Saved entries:
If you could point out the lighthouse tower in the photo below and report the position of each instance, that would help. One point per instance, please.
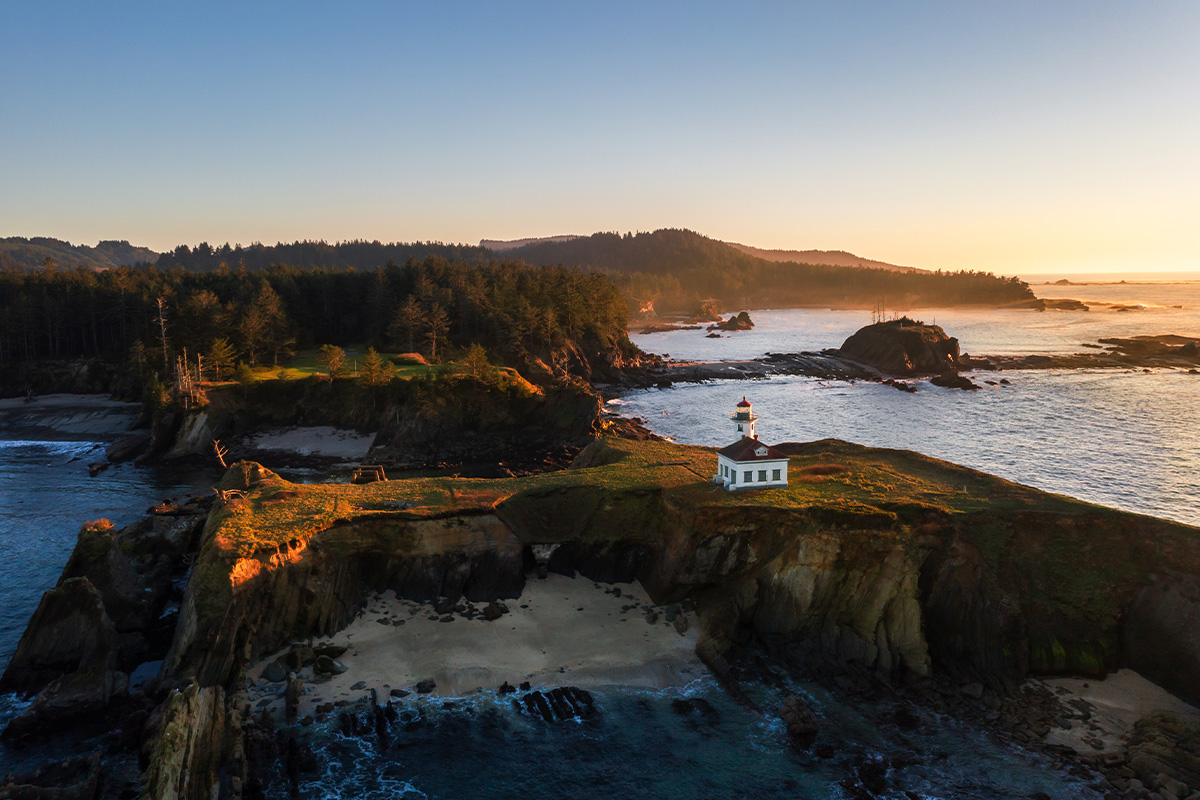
(749, 463)
(744, 419)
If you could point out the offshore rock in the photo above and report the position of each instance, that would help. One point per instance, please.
(903, 347)
(954, 380)
(802, 726)
(739, 322)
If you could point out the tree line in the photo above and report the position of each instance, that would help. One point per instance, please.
(677, 270)
(433, 306)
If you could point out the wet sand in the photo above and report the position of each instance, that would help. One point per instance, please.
(1116, 703)
(318, 440)
(562, 631)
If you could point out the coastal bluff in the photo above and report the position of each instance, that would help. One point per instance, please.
(883, 561)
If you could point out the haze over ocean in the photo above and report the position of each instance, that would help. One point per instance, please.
(1123, 438)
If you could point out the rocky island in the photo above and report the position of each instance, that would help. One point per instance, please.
(906, 584)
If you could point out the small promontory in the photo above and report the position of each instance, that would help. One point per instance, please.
(903, 347)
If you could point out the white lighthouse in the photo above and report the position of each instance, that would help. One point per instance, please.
(748, 463)
(744, 419)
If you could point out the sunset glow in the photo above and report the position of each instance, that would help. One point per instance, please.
(1017, 138)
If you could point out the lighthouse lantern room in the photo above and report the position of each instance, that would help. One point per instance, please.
(744, 419)
(748, 463)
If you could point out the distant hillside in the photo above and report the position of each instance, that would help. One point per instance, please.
(675, 270)
(359, 254)
(501, 245)
(828, 257)
(28, 254)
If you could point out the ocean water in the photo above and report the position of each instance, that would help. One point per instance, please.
(46, 494)
(642, 746)
(1123, 438)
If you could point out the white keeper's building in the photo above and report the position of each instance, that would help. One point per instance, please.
(748, 463)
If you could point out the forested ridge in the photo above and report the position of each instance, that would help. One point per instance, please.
(670, 270)
(41, 252)
(435, 306)
(675, 270)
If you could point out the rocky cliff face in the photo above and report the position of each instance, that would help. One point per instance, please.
(985, 596)
(903, 347)
(891, 583)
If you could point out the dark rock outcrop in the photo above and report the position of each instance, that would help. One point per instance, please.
(802, 726)
(193, 733)
(903, 347)
(1165, 745)
(70, 632)
(73, 779)
(1161, 635)
(953, 380)
(739, 322)
(99, 558)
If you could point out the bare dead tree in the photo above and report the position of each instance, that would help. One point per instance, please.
(220, 452)
(162, 330)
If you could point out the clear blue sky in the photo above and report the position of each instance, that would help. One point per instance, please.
(1006, 136)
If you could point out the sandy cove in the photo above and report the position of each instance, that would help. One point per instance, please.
(319, 440)
(1116, 703)
(562, 631)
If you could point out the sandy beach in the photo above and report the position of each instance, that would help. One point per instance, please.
(562, 631)
(315, 440)
(1115, 703)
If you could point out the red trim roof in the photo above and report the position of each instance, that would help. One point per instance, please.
(747, 449)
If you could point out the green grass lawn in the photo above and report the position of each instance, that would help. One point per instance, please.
(833, 476)
(307, 362)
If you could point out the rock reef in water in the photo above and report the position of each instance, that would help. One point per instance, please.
(903, 347)
(739, 322)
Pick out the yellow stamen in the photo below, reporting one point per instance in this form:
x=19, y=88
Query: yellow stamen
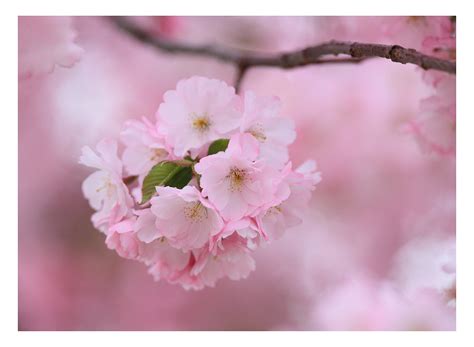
x=195, y=212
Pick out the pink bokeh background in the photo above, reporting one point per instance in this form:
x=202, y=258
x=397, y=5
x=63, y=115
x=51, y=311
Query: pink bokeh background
x=382, y=217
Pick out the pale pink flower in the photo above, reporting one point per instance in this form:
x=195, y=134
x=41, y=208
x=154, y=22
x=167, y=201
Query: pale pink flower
x=232, y=260
x=235, y=183
x=199, y=111
x=245, y=228
x=164, y=261
x=144, y=147
x=184, y=217
x=286, y=210
x=104, y=189
x=45, y=42
x=261, y=119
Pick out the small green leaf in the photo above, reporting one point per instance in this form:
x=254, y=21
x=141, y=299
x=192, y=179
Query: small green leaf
x=218, y=146
x=165, y=173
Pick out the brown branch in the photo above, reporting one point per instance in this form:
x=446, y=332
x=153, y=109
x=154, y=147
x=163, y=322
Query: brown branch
x=244, y=60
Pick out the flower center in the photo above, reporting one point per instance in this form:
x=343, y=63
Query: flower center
x=237, y=178
x=274, y=210
x=195, y=212
x=258, y=133
x=201, y=123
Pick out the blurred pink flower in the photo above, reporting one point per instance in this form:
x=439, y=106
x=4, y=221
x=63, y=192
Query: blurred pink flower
x=365, y=304
x=261, y=119
x=45, y=42
x=120, y=237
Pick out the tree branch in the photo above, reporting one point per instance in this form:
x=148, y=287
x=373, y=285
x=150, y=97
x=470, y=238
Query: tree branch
x=244, y=60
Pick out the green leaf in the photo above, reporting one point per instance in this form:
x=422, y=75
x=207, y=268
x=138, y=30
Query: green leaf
x=165, y=173
x=218, y=146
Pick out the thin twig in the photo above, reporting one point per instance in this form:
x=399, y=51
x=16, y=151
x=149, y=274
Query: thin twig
x=244, y=60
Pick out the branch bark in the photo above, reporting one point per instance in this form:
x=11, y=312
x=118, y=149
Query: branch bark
x=244, y=60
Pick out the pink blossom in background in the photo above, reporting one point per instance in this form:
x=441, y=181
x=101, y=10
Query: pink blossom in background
x=373, y=248
x=46, y=42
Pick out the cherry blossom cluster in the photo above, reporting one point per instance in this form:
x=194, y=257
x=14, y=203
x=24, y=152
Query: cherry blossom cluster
x=194, y=193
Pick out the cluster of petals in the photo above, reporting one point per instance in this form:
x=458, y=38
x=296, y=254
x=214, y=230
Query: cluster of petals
x=239, y=198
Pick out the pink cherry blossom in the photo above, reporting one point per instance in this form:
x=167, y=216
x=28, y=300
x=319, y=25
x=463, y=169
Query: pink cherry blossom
x=45, y=42
x=261, y=119
x=235, y=183
x=199, y=111
x=104, y=189
x=286, y=212
x=184, y=217
x=232, y=260
x=123, y=240
x=144, y=147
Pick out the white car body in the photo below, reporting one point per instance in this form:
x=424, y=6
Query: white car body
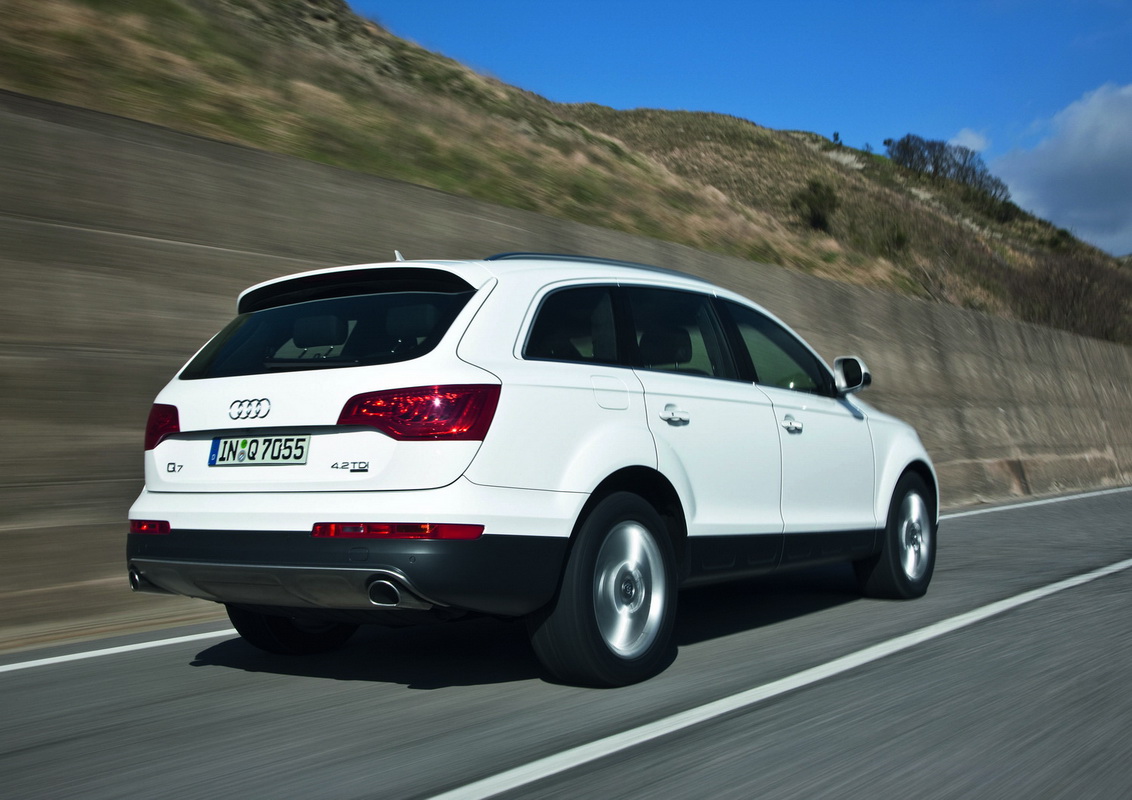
x=748, y=476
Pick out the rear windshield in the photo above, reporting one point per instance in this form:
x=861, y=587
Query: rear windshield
x=353, y=330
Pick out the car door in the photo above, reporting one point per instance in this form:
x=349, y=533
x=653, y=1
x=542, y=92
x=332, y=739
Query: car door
x=715, y=435
x=828, y=462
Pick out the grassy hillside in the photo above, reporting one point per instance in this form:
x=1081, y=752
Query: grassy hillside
x=312, y=79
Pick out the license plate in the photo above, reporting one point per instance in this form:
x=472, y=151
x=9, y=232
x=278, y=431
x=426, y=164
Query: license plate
x=258, y=450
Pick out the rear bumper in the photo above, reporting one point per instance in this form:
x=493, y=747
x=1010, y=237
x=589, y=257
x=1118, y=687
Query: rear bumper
x=256, y=549
x=497, y=575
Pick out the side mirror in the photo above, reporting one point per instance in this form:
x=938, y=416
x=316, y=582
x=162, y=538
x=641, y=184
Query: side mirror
x=851, y=375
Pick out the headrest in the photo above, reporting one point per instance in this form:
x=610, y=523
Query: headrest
x=323, y=330
x=666, y=349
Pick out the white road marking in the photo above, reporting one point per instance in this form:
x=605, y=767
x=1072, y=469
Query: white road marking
x=560, y=762
x=114, y=651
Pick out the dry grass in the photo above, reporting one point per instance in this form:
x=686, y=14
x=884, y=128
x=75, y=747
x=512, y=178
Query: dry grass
x=310, y=78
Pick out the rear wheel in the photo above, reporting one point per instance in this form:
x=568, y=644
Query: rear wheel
x=289, y=635
x=903, y=567
x=611, y=621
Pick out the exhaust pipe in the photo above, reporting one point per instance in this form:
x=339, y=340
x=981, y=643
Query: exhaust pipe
x=139, y=583
x=389, y=592
x=385, y=594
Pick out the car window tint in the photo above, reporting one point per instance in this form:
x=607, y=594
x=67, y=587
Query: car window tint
x=678, y=332
x=778, y=357
x=322, y=334
x=574, y=325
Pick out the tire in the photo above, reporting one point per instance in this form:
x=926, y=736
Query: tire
x=903, y=567
x=611, y=621
x=289, y=635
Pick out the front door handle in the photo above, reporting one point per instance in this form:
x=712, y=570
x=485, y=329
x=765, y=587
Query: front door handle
x=675, y=415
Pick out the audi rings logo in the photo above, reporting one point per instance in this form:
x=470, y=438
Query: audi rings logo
x=250, y=410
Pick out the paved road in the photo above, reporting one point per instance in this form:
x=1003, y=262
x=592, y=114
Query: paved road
x=1030, y=703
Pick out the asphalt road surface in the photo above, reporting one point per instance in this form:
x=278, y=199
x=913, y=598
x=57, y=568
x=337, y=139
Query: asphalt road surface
x=786, y=688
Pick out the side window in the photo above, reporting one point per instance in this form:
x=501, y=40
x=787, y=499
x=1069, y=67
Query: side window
x=778, y=357
x=574, y=325
x=678, y=332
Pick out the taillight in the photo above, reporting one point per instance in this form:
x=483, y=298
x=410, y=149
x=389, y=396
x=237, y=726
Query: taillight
x=396, y=531
x=163, y=421
x=461, y=413
x=155, y=526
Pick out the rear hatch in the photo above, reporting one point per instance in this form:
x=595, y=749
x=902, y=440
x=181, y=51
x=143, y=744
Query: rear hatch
x=340, y=380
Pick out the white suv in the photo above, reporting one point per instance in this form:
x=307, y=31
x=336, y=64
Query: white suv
x=558, y=438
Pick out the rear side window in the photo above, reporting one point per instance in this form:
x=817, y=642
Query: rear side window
x=678, y=332
x=352, y=330
x=574, y=325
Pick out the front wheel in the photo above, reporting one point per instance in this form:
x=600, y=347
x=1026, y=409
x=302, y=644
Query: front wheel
x=903, y=567
x=611, y=621
x=289, y=635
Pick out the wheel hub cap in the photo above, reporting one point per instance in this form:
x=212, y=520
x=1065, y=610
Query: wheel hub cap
x=628, y=590
x=915, y=536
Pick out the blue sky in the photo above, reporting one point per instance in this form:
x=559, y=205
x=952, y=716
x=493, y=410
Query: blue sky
x=1043, y=89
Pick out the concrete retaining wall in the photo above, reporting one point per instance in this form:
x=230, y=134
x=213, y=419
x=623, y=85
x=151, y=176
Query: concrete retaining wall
x=123, y=244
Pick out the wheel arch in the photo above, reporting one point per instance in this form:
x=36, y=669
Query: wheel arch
x=655, y=490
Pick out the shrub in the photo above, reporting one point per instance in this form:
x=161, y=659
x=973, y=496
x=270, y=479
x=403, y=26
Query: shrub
x=816, y=204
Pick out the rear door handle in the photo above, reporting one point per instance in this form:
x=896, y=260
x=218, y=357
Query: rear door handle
x=675, y=415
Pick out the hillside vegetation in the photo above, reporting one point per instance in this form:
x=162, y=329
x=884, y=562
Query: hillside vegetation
x=312, y=79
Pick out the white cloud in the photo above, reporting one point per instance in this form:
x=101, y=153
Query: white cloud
x=1080, y=175
x=971, y=139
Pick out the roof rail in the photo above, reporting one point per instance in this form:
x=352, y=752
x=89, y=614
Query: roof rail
x=586, y=259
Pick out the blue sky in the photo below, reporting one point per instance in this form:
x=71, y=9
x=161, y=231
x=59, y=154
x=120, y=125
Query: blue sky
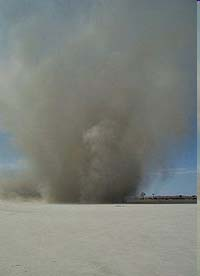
x=180, y=175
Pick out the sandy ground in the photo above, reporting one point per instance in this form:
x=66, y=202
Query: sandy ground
x=96, y=240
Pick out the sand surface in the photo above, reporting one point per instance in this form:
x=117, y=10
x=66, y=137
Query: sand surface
x=95, y=240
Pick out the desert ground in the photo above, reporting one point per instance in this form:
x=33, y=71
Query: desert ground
x=97, y=240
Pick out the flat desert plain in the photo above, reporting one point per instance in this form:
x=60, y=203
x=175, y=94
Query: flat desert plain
x=41, y=239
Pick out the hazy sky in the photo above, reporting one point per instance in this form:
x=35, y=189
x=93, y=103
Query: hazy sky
x=180, y=179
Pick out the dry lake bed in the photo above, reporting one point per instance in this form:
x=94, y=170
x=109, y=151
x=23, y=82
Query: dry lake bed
x=40, y=239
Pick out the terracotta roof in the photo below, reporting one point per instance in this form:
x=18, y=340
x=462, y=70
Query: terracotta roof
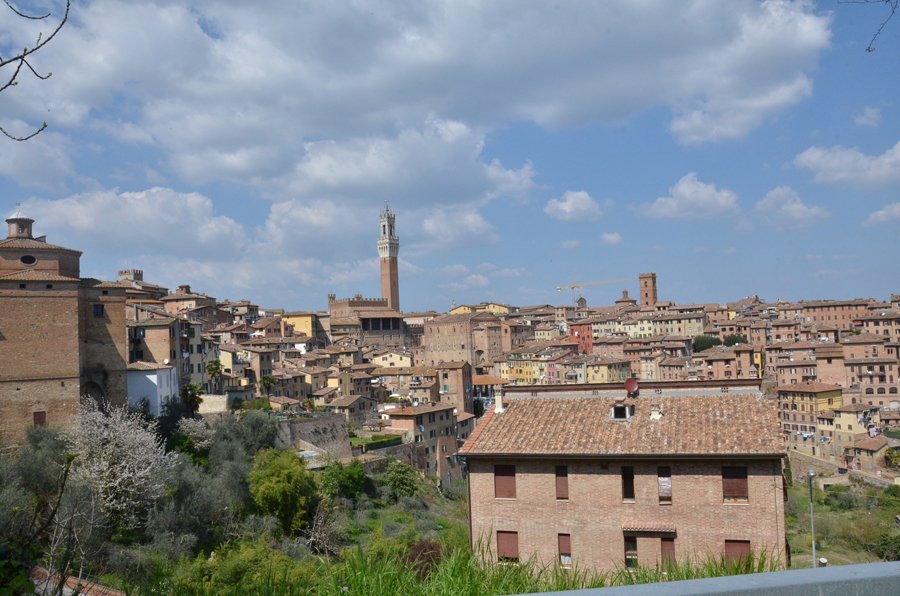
x=870, y=443
x=32, y=244
x=488, y=380
x=417, y=410
x=726, y=424
x=141, y=365
x=36, y=275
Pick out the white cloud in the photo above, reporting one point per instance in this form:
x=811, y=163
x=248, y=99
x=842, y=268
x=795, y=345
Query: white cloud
x=611, y=238
x=445, y=228
x=454, y=270
x=157, y=220
x=870, y=116
x=690, y=198
x=573, y=206
x=850, y=166
x=888, y=213
x=473, y=281
x=236, y=92
x=783, y=208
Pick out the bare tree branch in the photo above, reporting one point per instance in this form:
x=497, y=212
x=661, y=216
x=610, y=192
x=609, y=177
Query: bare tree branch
x=20, y=59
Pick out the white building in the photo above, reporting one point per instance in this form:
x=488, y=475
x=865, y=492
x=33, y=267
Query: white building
x=155, y=384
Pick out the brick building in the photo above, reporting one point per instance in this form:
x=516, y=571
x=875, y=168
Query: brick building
x=61, y=336
x=608, y=482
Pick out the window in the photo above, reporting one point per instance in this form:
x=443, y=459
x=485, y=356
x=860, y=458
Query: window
x=735, y=550
x=508, y=546
x=504, y=482
x=664, y=479
x=667, y=550
x=562, y=483
x=565, y=550
x=630, y=552
x=627, y=483
x=734, y=484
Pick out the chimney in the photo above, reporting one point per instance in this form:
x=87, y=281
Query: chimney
x=498, y=404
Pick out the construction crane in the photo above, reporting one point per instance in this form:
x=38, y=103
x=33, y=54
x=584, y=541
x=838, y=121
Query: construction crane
x=584, y=284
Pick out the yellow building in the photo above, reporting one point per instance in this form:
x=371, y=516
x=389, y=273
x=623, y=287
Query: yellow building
x=491, y=307
x=608, y=370
x=304, y=323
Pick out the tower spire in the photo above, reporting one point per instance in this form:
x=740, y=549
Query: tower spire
x=388, y=249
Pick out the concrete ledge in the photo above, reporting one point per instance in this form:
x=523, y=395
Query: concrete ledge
x=869, y=579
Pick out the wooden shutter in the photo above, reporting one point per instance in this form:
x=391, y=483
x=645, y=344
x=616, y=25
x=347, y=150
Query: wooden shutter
x=735, y=550
x=734, y=483
x=627, y=482
x=562, y=482
x=667, y=550
x=664, y=477
x=565, y=544
x=508, y=545
x=504, y=482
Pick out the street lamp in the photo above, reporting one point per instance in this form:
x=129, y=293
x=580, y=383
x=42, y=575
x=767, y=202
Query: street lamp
x=810, y=475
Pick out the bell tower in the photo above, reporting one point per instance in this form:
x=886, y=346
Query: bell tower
x=388, y=248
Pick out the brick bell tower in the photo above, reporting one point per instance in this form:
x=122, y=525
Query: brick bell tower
x=388, y=248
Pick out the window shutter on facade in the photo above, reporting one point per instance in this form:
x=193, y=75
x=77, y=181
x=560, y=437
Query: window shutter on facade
x=735, y=550
x=504, y=482
x=734, y=482
x=562, y=482
x=664, y=477
x=667, y=550
x=507, y=545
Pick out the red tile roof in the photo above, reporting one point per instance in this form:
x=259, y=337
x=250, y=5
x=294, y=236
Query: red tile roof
x=727, y=424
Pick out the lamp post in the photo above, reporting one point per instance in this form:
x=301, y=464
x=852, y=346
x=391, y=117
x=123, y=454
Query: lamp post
x=810, y=475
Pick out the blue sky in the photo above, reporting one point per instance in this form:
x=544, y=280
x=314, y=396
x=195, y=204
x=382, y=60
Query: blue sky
x=246, y=148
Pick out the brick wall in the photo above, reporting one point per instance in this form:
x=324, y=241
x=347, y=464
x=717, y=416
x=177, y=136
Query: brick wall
x=595, y=514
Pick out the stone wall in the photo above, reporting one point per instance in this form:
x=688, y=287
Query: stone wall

» **WHAT YOU ARE ASKED TO DO**
Restate word for word each line of the data from the one with "Query: bell tower" to the last, keeping both ends.

» **FINISHED EXERCISE**
Query: bell tower
x=388, y=248
Pick out the brick bell tower in the photo above, reporting one point per instance in this form:
x=122, y=525
Query: brick bell tower
x=388, y=248
Pick out the window shutter on facade in the photo above, reporting one point per instance in this form:
x=193, y=75
x=77, y=181
x=560, y=437
Query: window shutter on facade
x=735, y=550
x=504, y=482
x=734, y=482
x=562, y=482
x=664, y=477
x=667, y=550
x=507, y=545
Pick out the red tile roof in the photo above, reporting one point per instance in this form:
x=259, y=337
x=250, y=5
x=294, y=236
Query: red tile roof
x=727, y=424
Pick out the lamp post in the photo above, reporting one point per instance in this form:
x=301, y=464
x=852, y=346
x=391, y=117
x=123, y=454
Query: lamp post
x=810, y=475
Pick out the blue sky in the photo above, reporting one point per instance in this form:
x=544, y=280
x=314, y=396
x=195, y=204
x=382, y=60
Query: blue sky
x=246, y=148
Pick out the brick wall in the photo above, reporting one point per instance in this form:
x=324, y=241
x=347, y=464
x=717, y=416
x=177, y=136
Query: brick wall
x=595, y=514
Pick out the stone wall in the photo above, reporting one point per instance in this form:
x=688, y=287
Query: stone wall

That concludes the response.